**Required actions**
(1) From the passage on the Flower of Life symbol, please translate this sentence into Spanish: "The symbol itself is created with one central circle onto which a series of identical circles are added to create an interlocking pattern."
(2) According to the passage on the Flower of Life symbol, what are all the things the pattern of circles has provided explanations for, from the first to the last named?
(3) Extend the passage on the Flower of Life symbol with a few more sentences that pick up after its final sentence.

Inspiration in an ancient symbol


The 'Flower of Life' is an ancient geometric symbol which we came upon during our research for the USpace courtyard.

Throughout history, the tessellating pattern of circles has had relevance to the natural world around us. It has provided us with explanations on how things work, from the human body and the makeup of plants to distant galaxies. Even molecular and cellular structures are based on this principle (the first cell divides into two cells, then to four cells then to eight).

The symbol itself is created with one central circle onto which a series of identical circles are added to create an interlocking pattern. The overlapping circles resemble 'petals' and multiply and burst into a larger circular flower shape. The perfection of the greater circle and the smaller circles within it work beautifully together to form something unified and strong.

Given the project was based in a mental health facility for young people, the form and ideas behind this pattern resonated with us, reiterating the importance of the individual and the communicant and the individual within that community.

**Dataset**
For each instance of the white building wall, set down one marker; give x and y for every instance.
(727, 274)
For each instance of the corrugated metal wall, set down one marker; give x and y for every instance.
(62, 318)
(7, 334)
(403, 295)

**Results by task**
(1) El símbolo en sí se crea con un círculo central al que se añade una serie de círculos idénticos para formar un patrón entrelazado.

(2)
- the human body
- the makeup of plants
- distant galaxies

(3)
The symbol made its way into our design very early on, when we were researching and developing design concepts, we came across the 'Flower of Life' time and time again. Conceptually, it tied in with what we were trying to achieve so perfectly and we could see it could have lots of applications and give the space a sense of calm, security, and, like the chairs, further promoted a sort of 'opening up' within the patients. Additionally and importantly, we knew it would give the garden a sense of wholeness and provide us with an overall guide in our design process.

And of course we couldn't have done it without the amazing design and engineering skills of the wonderful Duncan and Natalia from Broadcroft Design. Once again they cleverly interpreted and tackled our design brief and incorporated the 'Flower of Life' on the love bench seat for our USpace Youth Mental Health courtyard design at St Vincent's Private Hospital. Not only has it been perfectly cut out of the timber seat, but it also casts a most gorgeous shadow underneath, just to to top it off!